§ Task objective
Reproduce every line of the data below verbatim, with no changes to wording, punctuation, or order.

-- -- --

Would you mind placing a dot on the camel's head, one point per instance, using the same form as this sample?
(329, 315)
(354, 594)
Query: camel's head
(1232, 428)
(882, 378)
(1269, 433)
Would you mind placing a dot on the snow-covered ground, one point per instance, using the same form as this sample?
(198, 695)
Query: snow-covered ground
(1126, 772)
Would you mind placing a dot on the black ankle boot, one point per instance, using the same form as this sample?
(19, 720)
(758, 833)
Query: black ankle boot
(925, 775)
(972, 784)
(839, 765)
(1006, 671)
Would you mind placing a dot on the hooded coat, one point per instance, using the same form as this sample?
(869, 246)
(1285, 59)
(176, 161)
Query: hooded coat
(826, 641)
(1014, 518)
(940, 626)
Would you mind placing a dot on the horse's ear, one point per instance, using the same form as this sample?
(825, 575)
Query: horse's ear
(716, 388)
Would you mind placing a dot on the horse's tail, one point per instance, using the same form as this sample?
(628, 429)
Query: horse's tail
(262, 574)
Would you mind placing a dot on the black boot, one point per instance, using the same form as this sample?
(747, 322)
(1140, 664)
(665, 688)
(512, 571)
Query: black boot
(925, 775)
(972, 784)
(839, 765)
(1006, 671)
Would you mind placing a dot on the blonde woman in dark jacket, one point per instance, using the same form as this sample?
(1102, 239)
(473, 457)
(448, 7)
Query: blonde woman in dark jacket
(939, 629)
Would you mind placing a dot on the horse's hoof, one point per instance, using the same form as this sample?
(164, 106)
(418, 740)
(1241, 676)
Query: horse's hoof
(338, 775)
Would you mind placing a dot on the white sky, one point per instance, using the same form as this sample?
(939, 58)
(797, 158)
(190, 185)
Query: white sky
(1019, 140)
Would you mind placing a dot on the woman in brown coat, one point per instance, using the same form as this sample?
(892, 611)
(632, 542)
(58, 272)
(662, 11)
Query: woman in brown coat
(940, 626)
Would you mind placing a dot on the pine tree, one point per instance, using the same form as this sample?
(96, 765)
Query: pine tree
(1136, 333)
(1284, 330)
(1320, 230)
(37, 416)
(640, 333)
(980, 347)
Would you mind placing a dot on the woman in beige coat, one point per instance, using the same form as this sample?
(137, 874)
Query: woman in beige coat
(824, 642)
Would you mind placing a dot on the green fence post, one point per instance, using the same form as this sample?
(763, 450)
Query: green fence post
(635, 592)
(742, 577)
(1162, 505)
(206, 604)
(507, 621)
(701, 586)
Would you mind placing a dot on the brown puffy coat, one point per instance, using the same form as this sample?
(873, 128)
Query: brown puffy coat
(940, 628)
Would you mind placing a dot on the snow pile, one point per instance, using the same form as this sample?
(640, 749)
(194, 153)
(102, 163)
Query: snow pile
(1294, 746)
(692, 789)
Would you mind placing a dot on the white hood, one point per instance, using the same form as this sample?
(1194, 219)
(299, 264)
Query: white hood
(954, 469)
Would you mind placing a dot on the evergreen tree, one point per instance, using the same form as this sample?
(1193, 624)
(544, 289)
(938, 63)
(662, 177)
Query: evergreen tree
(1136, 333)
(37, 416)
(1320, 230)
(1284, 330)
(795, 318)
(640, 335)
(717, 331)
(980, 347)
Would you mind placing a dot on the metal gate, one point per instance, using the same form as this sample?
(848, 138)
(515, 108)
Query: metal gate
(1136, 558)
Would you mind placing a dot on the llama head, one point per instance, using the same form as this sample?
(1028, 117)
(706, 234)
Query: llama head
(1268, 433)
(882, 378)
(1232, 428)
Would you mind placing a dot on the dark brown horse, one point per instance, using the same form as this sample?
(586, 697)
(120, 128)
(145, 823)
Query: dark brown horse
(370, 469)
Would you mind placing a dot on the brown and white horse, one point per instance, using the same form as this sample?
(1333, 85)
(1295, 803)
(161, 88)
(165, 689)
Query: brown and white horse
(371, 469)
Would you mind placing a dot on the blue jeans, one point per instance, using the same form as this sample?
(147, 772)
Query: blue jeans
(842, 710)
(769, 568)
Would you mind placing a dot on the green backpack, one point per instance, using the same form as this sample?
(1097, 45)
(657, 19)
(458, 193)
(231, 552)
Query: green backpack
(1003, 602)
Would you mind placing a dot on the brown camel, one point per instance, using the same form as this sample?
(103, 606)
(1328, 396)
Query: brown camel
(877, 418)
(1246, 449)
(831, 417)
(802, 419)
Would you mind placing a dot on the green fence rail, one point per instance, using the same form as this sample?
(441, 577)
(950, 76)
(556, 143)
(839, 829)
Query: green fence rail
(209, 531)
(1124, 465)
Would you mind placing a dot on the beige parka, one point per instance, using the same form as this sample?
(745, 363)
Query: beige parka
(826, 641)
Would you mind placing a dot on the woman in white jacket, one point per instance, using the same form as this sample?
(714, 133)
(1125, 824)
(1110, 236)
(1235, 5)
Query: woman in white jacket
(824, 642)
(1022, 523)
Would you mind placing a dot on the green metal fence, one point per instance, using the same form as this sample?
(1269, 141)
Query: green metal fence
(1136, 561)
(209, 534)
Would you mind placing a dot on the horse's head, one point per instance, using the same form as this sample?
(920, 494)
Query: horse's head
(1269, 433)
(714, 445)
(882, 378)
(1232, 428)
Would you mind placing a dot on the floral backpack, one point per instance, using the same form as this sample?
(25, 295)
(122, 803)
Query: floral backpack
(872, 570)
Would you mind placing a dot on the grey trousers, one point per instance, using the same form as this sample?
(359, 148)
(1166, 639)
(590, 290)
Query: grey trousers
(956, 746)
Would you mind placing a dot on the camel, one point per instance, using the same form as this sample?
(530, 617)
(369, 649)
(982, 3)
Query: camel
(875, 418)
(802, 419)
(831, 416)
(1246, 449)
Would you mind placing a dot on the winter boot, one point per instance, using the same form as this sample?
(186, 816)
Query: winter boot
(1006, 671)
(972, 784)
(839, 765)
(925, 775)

-- -- --

§ Full solution
Would you mind placing a dot on the camel's head, one point per instance, using the same form as this sample?
(329, 315)
(354, 594)
Query: camel's head
(1232, 428)
(882, 378)
(1269, 433)
Would you mind placing a dot on the snow-covered ground, one point per instance, using the same form as this sample?
(198, 695)
Query: snow-covered ground
(1126, 772)
Would you mind placing a dot on the black ankle boot, one point per instance, using the same form as this sample?
(19, 720)
(758, 833)
Query: black ankle boot
(925, 775)
(972, 784)
(839, 765)
(1006, 671)
Would you mind placing a dot on the hooded coat, one point per instance, using the same form as this sample?
(869, 246)
(1285, 59)
(176, 161)
Query: hooded coat
(826, 641)
(1014, 518)
(940, 626)
Would you mind placing a dot on the horse's ear, one point per instance, using the same form as this sample?
(825, 575)
Query: horse's ear
(716, 388)
Would you mind placing a dot on the horse's tail, one point per instance, using the same form as this sample?
(628, 429)
Query: horse's tail
(262, 574)
Would you mind placing a dot on the black boot, one point per instance, using the same form as this sample?
(747, 322)
(1140, 664)
(665, 688)
(512, 571)
Query: black boot
(925, 775)
(972, 784)
(839, 765)
(1006, 671)
Would you mind placing a dot on the blonde woman in dark jacket, one point per instance, using the same form as this sample?
(1102, 239)
(473, 457)
(448, 7)
Query: blonde woman in dark jacket
(939, 629)
Would you mind placing a dot on the horse's hoof, one point per instance, using the same form as this sample?
(164, 106)
(418, 740)
(1241, 676)
Query: horse's hoof
(338, 775)
Would you mind placing a dot on the white sky, one point per instance, using the same form as this sample?
(939, 58)
(797, 158)
(190, 185)
Query: white sky
(1019, 140)
Would you mind placing a dot on the woman in brown coat, one point per instance, using the same form as this sample?
(892, 611)
(632, 542)
(58, 272)
(662, 11)
Query: woman in brown coat
(940, 626)
Would you mind placing a dot on the pine tree, one point per instance, using the same form as this sample?
(96, 765)
Query: pine tree
(1136, 333)
(1284, 330)
(1320, 230)
(37, 416)
(640, 333)
(980, 347)
Would you mind placing a dot on the woman in beige coat, one point per instance, using the same form as this sample?
(137, 874)
Query: woman in beige coat
(824, 642)
Would you mind placing a dot on the green fence post, one point per instance, using the same form as this sample?
(763, 450)
Query: green fence post
(635, 592)
(742, 577)
(1162, 505)
(206, 604)
(507, 621)
(701, 586)
Would you mind placing a dot on the brown puffy coat, one point per instance, using the same form as this sample?
(873, 128)
Query: brown puffy coat
(940, 628)
Would you mind placing a dot on the snow pile, one point per instance, using the same form as this sample?
(640, 749)
(194, 153)
(102, 163)
Query: snow pile
(1294, 746)
(692, 789)
Would you mind placing a dot on the white hood, one point per instance, using the same form as this sample?
(1194, 219)
(299, 264)
Query: white hood
(954, 469)
Would you mind placing a dot on the evergreen tree, one point per instance, using the same form as this sample?
(1193, 624)
(544, 289)
(938, 63)
(662, 177)
Query: evergreen tree
(1136, 333)
(37, 416)
(1320, 230)
(1284, 330)
(795, 318)
(640, 335)
(717, 331)
(980, 347)
Would you mind placing a dot on the metal gate, one point per instance, using the same form as this sample?
(848, 138)
(515, 108)
Query: metal gate
(1136, 558)
Would you mind placing a dot on the llama head, one point per instance, using the same form as this sample?
(1028, 117)
(706, 234)
Query: llama head
(1268, 433)
(882, 378)
(1232, 428)
Would you mind placing a dot on the dark brown horse, one point per instance, using the same form as this sample?
(586, 697)
(120, 128)
(145, 823)
Query: dark brown horse
(370, 469)
Would you mind placing a dot on the brown and white horse, one point per instance, using the same form as this sample?
(1333, 85)
(1295, 803)
(161, 88)
(165, 689)
Query: brown and white horse
(371, 469)
Would you mind placing a dot on the blue jeans, one point per instance, using the same form as this sample?
(147, 772)
Query: blue jeans
(842, 710)
(769, 568)
Would you mind placing a dot on the green backpack, one point per instance, using the same form as this sample?
(1097, 45)
(657, 19)
(458, 193)
(231, 552)
Query: green backpack
(1003, 602)
Would you mind placing a dot on the brown camel, one point per instance, using the same form as this sample?
(103, 606)
(1328, 396)
Query: brown camel
(877, 418)
(1246, 449)
(831, 417)
(802, 419)
Would you mind placing a dot on the green fence rail, one point per instance, using the same form as this sample?
(441, 577)
(950, 76)
(556, 143)
(839, 829)
Query: green fence rail
(209, 531)
(1124, 465)
Would you mind placing a dot on the beige parka, one point per instance, using the same form as this sample?
(745, 363)
Query: beige parka
(826, 641)
Would you mind placing a dot on the woman in white jacket, one point per instance, using the same form as this sample?
(714, 133)
(1125, 824)
(1110, 236)
(1235, 5)
Query: woman in white jacket
(824, 642)
(1022, 523)
Would you mind placing a dot on the green metal fence, one point per instance, using the same form as this sample?
(1269, 141)
Query: green metal fence
(1136, 561)
(209, 534)
Would you mind placing a dot on the horse's head, one point per instance, using the same form as this sample?
(920, 494)
Query: horse's head
(1269, 433)
(714, 445)
(882, 378)
(1232, 428)
Would you mind placing a dot on the floral backpack, one point per instance, using the same form as this sample?
(25, 295)
(122, 803)
Query: floral backpack
(872, 570)
Would you mind placing a dot on the grey trousers, one point per instance, using the same form as this sample?
(359, 148)
(1166, 639)
(590, 290)
Query: grey trousers
(956, 746)
Would you mind placing a dot on the camel, one point per instance, using the same form as this sample?
(530, 617)
(369, 649)
(982, 3)
Query: camel
(875, 418)
(802, 419)
(831, 416)
(1246, 449)
Would you mind placing a dot on the winter boot, one point per instance, using the same form as this sample?
(186, 816)
Query: winter boot
(1006, 671)
(972, 784)
(839, 765)
(925, 775)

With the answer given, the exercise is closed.